:: WORK TO BE COMPLETED ::
When you copy the material below, keep every line exact and leave each picture out.
(Beginning of RECORD SET)
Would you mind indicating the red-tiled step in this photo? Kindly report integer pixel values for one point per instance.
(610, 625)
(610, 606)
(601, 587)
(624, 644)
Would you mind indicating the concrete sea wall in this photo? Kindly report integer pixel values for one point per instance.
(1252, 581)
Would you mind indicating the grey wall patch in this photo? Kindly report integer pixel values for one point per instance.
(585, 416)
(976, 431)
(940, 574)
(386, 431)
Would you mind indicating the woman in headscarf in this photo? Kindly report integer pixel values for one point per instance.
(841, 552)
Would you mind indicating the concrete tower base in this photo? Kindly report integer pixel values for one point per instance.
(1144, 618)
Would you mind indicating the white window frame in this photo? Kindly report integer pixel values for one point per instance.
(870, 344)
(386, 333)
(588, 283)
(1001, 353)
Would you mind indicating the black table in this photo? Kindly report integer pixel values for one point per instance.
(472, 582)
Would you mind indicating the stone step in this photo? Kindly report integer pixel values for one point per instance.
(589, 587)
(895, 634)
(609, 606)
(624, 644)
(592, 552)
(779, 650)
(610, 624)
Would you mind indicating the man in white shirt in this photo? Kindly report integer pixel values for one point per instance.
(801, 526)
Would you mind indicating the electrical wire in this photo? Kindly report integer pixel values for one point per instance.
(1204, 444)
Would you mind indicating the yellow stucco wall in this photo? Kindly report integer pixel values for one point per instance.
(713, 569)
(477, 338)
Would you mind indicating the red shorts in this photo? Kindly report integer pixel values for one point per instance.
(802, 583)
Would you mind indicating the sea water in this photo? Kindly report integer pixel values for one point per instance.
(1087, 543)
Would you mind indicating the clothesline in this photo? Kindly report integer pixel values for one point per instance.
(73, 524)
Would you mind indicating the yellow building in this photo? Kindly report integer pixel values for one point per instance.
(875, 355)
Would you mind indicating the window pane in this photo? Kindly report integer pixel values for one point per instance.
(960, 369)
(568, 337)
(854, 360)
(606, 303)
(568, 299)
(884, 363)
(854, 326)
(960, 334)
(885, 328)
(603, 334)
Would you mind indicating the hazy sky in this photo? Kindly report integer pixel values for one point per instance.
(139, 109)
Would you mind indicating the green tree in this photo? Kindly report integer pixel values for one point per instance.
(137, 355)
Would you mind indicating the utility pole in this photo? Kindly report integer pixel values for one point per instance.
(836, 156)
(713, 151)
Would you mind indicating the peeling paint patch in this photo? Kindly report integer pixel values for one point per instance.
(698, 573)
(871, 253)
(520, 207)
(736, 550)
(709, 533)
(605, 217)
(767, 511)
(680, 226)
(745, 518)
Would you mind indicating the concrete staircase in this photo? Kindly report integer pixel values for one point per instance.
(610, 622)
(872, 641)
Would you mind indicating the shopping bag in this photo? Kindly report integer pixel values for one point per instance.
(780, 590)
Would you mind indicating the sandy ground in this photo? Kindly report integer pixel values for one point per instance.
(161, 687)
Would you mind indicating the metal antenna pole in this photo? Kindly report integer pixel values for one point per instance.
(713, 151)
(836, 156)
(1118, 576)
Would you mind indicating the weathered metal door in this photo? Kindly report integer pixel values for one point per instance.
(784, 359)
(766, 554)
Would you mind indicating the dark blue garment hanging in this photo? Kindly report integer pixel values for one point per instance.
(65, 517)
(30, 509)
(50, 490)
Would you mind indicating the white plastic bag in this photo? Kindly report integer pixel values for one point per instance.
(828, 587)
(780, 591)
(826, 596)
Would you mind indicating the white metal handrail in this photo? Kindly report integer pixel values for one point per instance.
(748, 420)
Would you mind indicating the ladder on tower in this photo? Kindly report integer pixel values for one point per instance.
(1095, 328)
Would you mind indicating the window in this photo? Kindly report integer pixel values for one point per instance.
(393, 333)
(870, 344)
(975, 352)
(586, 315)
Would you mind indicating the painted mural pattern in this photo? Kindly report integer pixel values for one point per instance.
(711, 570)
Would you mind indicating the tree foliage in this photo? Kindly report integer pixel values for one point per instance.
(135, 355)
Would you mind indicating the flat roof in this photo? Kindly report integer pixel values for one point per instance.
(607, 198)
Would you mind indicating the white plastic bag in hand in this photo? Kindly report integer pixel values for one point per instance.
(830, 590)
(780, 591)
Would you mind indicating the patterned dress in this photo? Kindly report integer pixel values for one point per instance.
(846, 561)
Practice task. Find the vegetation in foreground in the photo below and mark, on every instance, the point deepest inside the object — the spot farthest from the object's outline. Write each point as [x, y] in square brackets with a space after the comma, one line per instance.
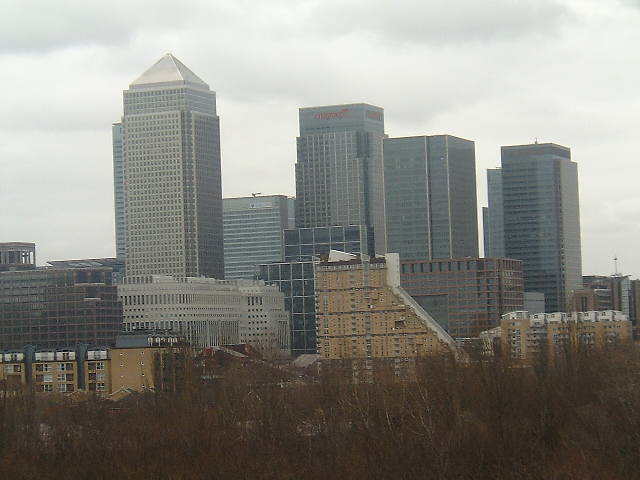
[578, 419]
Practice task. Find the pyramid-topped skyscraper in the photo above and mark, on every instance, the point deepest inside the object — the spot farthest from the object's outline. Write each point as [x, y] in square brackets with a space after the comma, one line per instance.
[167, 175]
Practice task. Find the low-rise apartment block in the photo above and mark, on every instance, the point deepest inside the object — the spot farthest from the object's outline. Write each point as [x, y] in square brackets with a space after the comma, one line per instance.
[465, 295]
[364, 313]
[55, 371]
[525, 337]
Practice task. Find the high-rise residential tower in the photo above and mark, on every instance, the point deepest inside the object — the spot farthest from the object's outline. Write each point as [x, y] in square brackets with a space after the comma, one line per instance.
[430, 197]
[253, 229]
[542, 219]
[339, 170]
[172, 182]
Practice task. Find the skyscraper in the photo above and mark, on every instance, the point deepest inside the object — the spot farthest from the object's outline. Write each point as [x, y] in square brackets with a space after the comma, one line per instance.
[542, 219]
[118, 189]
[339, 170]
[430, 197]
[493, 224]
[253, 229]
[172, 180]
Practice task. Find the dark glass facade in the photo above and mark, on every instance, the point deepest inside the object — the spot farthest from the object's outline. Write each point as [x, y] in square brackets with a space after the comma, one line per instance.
(End of RECORD SET)
:: WRITTEN REPLY ::
Would you mind indicating the red-tiled step in this photo? Kindly report integer pixel values for one point per instance.
(610, 625)
(610, 606)
(601, 587)
(624, 644)
Would you mind indicating the concrete sea wall in this photo? Kindly report integer pixel values for one point per instance.
(1252, 581)
Would you mind indicating the grey wall patch in this photo? Kindly report integer pixel values for one point per instance.
(585, 416)
(976, 431)
(940, 574)
(386, 431)
Would you mind indicating the woman in headscarf in this photo? Kindly report integer pixel values for one point per instance.
(841, 552)
Would you mind indicating the concrete tower base in this photo? Kindly report integer pixel values for one point per instance.
(1144, 618)
Would you mind indicating the white window frame in this photo? Kindly report integer pixel values for one point per instance.
(870, 344)
(386, 333)
(588, 283)
(1001, 353)
Would you mind indicating the black table in this photo? Kindly report integer pixel values for one point per instance.
(472, 582)
Would you mind indicating the stone step in this photo? Kindly report integer pixel values for one point per instance.
(589, 587)
(895, 634)
(609, 606)
(624, 644)
(592, 552)
(779, 650)
(610, 624)
Would you mind indicating the man in white shirt in this photo? Kindly report integer pixel values for one point per instance.
(801, 526)
Would you mind indicating the electrical wire in this photo? Kindly report integer pixel values for one point per instance.
(1204, 444)
Would you mind indicating the yellow stucco wall in this photo? Kindly report integer pixel values for one point per instance.
(713, 569)
(477, 338)
Would you mind indicating the red shorts in this photo? Kindly report integer pixel values for one point per instance.
(802, 583)
Would you mind indicating the sea water in this photo? Kindly report integer pixel values for one point per instance.
(1087, 543)
Would you mind indicating the clothesline in this photo? Kindly report integer pixel values for one point per instance.
(73, 524)
Would you mind indicating the yellow building in this photo? Kindly report integer pixel values for one point per instance.
(875, 355)
Would you mind indicating the window pane in this photo? Kindly report integer pixel values for one point per instance.
(960, 369)
(568, 337)
(854, 360)
(606, 303)
(568, 299)
(884, 363)
(854, 326)
(960, 334)
(885, 328)
(603, 334)
Would you mind indicating the hazy sky in this photo? Kindly report integer pixel values for one point per instance.
(139, 109)
Would you mind indicating the green tree in this photo? Kindly report integer pixel values for one point per instance.
(137, 355)
Would you mind indicating the utility pole in this photo? Kindly report integer pixel values for one point per instance.
(836, 156)
(713, 151)
Would you mind indicating the peeling paint patch in this photo? Kindly report integer pixel values for one point per instance.
(698, 573)
(871, 253)
(520, 207)
(736, 550)
(709, 533)
(605, 217)
(767, 511)
(680, 226)
(745, 518)
Would you mind indicating the concrete staircase in this photo? Kindly report integer pixel values for one point per instance.
(610, 622)
(872, 641)
Would you mind indicating the shopping bag in this photo? Kindly report integer pixel values for one point per instance.
(780, 590)
Would you mind indicating the sandy ground in this photo? Kindly report integer pixel values for one point per instance.
(161, 687)
Would you mind indicating the metal antenna pole in this photo? Kindly report integer pixel values for one point per instance.
(713, 151)
(836, 156)
(1118, 576)
Would you mind indicating the weathered metal door in this photo? Kindly report integer pixel values for one point per instance.
(784, 359)
(766, 554)
Would you mind indicating the dark blue garment hanging in this photo? Kindly report integer pixel values for one point per instance.
(65, 517)
(30, 509)
(50, 490)
Would you mind indicating the white plastic bag in this photo? Kindly report integer pixel values for one point per instance.
(828, 587)
(780, 591)
(826, 596)
Would you mind indicating the white metal handrail in this photo? Kindly report integer pixel values for one point per instance.
(748, 420)
Would you mind indicating the ladder on tower in this photo? Kindly report integer pixel values for one point per instance.
(1095, 328)
Would you mind indicating the window in this photo? Kindly report integer pixel values for one point per instance.
(393, 333)
(870, 344)
(975, 352)
(586, 315)
Would you mind indicating the painted mural pattern in this photo? Kindly report integer pixel values for one point per instance.
(711, 570)
Would you mind indicating the tree foliage in this photo? Kindly report integer pixel values for one point per instance.
(135, 355)
Would you mind indicating the flat roof in this photo? Kindly report integer pixel values for one point per instance.
(607, 198)
Would you mind indicating the white plastic bag in hand in this photo? Kindly report integer pixel values for one point per instance.
(830, 590)
(780, 591)
Would you mind indicating the patterned dress in this photo? Kindly report integer pixel values for one point per instance.
(846, 561)
Practice task. Find the vegetation in foreground in the photo below and mark, on every instance, the point deepest inside the object — the spot farthest from the object's outline. Write each point as [x, y] in square brackets with a space after the comma, one line per instance.
[578, 419]
Practice task. Find the pyramid-topped skyscraper in the photo above and mark, on every instance, the point deepest inside the object — the spot farthest from the object's outline. Write each point as [x, y] in square brackets with a space after the comma, one line per instance.
[167, 175]
Practice task. Find the low-rise apartment block in the photo above and mark, on every instance, the point deepest inside the object — the spot farthest from the object's outline. Write each point as [x, y] in square brackets with a space after the comma, one line per instance.
[465, 295]
[364, 313]
[55, 371]
[525, 337]
Practice task. Find the high-rise residential tower in the photo above and mark, on every instance, the point deepest inside the object — the spot farthest from the object's outline. Write each point as [x, y] in square brackets with a space after the comma, one line per instance.
[430, 197]
[253, 229]
[542, 219]
[339, 170]
[172, 182]
Practice task. Find the skyscraper in the photo above and mark, on every instance, the point deepest inside the object — the spot farthest from the object's outline. Write each point as [x, y] in square brackets with a space after the comma, one line per instance.
[542, 219]
[118, 189]
[339, 170]
[430, 197]
[493, 224]
[253, 229]
[172, 180]
Practice task. Find the dark glass facade in the photo above and mark, on every instance, the point deepest inside the object — the spot farthest from the object's outline. Write each point as [x, y] in square brackets with a space after the comma, one line per instance.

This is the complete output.